▸ What needs to be done
Find every line in the records below that contains the word "wooden", and copy each of those lines. Matching is case-sensitive.

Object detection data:

◇ ◇ ◇ ◇ ◇ ◇ ◇

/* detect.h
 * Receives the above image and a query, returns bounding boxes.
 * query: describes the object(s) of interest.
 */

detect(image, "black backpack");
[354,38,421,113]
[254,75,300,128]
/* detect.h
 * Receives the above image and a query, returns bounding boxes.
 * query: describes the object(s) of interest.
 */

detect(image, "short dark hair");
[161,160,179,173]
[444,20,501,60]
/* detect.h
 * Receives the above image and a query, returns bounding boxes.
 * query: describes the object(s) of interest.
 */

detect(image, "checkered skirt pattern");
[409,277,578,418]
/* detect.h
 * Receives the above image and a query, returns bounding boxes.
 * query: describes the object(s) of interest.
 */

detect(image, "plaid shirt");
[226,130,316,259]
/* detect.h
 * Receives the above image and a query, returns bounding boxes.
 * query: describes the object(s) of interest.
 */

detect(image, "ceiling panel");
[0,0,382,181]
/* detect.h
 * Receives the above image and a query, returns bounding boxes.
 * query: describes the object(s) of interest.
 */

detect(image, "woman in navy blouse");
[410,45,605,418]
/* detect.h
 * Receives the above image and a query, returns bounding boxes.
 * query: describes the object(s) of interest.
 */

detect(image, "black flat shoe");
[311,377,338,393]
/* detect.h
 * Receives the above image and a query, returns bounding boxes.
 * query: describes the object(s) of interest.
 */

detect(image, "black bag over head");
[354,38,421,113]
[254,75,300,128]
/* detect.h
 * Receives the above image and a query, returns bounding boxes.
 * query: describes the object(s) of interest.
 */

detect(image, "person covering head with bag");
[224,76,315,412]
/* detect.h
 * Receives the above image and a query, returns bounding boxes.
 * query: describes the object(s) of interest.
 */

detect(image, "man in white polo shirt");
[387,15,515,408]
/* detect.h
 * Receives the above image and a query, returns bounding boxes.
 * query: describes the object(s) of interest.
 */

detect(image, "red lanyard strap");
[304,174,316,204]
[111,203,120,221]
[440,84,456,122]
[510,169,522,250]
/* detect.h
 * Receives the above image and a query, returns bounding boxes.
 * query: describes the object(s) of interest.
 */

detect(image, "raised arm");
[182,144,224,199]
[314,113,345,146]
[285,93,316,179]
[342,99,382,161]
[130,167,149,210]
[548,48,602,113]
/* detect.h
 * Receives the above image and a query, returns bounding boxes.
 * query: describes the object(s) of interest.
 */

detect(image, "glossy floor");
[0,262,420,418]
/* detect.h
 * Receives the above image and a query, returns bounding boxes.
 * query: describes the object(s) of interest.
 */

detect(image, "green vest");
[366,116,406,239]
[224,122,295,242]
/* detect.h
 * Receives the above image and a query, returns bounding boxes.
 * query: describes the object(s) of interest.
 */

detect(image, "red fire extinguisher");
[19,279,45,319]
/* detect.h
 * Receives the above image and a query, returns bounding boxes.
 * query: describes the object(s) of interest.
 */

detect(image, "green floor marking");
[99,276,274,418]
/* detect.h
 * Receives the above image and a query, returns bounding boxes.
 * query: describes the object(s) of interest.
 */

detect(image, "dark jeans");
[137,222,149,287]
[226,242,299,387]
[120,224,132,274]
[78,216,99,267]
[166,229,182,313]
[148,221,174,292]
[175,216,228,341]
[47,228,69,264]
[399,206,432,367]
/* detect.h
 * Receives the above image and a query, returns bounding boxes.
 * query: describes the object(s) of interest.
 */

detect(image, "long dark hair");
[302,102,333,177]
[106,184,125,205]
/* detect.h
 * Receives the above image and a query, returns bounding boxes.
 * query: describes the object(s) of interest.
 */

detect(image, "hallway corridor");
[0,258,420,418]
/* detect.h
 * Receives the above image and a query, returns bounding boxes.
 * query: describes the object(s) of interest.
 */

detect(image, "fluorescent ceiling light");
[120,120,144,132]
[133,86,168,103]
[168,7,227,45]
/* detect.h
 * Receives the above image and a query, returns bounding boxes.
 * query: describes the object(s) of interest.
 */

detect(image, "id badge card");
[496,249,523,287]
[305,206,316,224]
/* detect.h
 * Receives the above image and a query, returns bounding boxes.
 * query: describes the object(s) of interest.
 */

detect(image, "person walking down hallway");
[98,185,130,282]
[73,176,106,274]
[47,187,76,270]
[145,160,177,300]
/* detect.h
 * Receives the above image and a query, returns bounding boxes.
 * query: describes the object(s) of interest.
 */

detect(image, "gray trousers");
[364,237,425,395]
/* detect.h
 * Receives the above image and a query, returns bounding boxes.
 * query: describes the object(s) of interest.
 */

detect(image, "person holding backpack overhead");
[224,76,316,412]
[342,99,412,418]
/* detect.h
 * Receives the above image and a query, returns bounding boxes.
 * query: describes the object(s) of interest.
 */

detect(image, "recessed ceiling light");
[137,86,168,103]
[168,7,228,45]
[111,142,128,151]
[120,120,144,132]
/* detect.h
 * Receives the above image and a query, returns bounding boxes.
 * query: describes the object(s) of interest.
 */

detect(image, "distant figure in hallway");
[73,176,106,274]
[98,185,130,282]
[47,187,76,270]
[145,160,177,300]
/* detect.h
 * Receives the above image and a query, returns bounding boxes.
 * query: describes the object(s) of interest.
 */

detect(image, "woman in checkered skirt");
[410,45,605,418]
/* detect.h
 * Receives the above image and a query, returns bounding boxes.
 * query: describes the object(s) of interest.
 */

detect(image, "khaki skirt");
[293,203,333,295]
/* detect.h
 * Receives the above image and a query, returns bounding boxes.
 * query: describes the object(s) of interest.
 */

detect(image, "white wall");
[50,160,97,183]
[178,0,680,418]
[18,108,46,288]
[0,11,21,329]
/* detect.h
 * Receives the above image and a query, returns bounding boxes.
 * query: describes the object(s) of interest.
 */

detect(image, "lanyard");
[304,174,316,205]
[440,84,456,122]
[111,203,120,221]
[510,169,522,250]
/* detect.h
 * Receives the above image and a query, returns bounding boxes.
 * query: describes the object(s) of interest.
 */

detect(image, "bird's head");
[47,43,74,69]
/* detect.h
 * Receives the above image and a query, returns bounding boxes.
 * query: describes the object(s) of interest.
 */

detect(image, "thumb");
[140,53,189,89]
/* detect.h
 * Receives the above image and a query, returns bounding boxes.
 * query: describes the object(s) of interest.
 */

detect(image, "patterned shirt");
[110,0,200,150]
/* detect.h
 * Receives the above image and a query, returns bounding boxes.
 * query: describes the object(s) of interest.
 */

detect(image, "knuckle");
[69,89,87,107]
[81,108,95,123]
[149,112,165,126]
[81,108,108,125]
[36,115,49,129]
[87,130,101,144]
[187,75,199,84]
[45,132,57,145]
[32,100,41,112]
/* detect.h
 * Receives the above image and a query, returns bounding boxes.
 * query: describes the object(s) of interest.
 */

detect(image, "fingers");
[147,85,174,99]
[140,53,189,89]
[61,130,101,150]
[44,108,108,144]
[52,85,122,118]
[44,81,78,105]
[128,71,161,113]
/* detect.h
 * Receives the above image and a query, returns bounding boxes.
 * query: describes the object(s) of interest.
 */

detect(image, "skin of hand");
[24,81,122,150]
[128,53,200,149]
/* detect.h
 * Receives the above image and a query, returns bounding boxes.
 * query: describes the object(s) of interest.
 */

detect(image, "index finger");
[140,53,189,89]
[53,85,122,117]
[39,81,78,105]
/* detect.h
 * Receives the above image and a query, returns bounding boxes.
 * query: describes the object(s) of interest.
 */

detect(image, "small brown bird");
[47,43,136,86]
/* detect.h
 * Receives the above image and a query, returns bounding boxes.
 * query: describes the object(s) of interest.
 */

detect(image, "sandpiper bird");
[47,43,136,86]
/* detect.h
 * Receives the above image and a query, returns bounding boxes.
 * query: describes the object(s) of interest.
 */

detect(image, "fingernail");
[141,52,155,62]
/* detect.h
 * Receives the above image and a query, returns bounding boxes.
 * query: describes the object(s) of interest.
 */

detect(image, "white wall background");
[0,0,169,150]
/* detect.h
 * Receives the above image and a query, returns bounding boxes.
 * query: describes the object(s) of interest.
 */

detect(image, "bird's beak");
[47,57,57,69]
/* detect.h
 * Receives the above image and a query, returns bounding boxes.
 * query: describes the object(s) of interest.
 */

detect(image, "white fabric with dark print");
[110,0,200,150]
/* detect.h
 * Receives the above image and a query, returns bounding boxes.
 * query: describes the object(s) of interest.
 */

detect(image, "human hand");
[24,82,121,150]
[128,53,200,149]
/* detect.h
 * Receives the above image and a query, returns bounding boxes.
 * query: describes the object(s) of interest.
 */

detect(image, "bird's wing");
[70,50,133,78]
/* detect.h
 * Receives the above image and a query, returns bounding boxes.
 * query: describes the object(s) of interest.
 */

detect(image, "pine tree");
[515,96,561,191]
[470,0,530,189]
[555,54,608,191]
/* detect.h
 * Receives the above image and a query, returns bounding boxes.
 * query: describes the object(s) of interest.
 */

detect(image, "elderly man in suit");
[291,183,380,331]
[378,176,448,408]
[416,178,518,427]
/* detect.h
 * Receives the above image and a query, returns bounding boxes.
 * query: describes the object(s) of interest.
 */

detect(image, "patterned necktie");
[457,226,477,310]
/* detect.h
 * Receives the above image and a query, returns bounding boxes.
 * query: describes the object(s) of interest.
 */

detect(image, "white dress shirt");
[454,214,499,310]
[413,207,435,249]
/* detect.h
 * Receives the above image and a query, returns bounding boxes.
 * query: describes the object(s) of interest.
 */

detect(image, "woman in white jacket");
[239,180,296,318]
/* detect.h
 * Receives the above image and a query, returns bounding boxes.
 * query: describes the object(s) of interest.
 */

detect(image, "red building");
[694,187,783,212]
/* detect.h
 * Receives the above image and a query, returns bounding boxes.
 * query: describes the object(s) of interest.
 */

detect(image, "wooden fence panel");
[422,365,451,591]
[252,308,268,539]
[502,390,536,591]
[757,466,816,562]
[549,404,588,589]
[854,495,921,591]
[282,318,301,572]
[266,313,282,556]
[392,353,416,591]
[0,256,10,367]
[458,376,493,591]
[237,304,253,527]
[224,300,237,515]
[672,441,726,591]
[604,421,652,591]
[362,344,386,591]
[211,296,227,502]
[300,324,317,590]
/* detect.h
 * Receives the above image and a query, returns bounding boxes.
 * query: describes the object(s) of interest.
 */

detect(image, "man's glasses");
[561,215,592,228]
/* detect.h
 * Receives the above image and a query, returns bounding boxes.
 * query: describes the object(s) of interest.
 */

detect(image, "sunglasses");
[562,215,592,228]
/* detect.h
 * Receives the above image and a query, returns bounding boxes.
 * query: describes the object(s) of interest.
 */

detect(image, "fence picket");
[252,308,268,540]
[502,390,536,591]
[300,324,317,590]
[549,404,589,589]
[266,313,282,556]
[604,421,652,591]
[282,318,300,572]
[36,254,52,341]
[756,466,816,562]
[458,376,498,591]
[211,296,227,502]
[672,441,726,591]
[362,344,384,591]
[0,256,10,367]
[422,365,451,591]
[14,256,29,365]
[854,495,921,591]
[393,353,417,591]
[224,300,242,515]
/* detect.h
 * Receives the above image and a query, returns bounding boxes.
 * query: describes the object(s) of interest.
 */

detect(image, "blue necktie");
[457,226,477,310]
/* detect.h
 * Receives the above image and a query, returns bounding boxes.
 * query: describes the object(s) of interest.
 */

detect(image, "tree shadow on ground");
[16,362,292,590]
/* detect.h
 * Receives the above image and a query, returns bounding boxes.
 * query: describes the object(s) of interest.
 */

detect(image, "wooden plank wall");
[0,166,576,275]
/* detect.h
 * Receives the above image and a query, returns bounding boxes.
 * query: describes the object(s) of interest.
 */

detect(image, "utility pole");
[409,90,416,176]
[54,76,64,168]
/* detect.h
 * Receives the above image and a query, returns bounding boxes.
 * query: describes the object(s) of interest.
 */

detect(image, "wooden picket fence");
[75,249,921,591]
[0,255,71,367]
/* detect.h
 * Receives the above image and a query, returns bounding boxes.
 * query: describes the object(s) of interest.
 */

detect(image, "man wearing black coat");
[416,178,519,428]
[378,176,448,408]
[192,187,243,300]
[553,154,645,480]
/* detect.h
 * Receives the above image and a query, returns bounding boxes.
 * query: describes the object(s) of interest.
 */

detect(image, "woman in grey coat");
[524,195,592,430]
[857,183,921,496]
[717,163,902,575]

◇ ◇ ◇ ◇ ◇ ◇ ◇

▸ Written answer
detect(image, "wooden fence panel");
detect(image, "wooden plank wall");
detect(image, "wooden picket fence");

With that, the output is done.